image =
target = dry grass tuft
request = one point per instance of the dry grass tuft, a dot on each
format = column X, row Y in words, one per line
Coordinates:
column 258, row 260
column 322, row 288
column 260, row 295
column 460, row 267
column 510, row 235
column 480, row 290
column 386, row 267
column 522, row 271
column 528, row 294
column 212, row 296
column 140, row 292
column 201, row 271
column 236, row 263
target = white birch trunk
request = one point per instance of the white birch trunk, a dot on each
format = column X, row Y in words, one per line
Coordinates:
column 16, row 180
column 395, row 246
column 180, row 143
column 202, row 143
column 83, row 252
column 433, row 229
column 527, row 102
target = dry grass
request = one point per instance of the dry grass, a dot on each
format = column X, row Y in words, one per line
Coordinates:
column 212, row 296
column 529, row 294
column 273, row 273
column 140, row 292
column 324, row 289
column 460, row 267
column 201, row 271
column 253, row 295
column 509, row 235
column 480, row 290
___
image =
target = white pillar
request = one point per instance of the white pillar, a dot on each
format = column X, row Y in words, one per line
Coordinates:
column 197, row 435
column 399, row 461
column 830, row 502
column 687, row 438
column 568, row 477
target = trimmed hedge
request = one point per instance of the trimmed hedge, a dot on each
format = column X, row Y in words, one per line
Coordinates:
___
What you will do -
Write out each line of the data that holds the string "pillar".

Solution -
target = white pillar
request = one point per instance of the white pillar, a dot on each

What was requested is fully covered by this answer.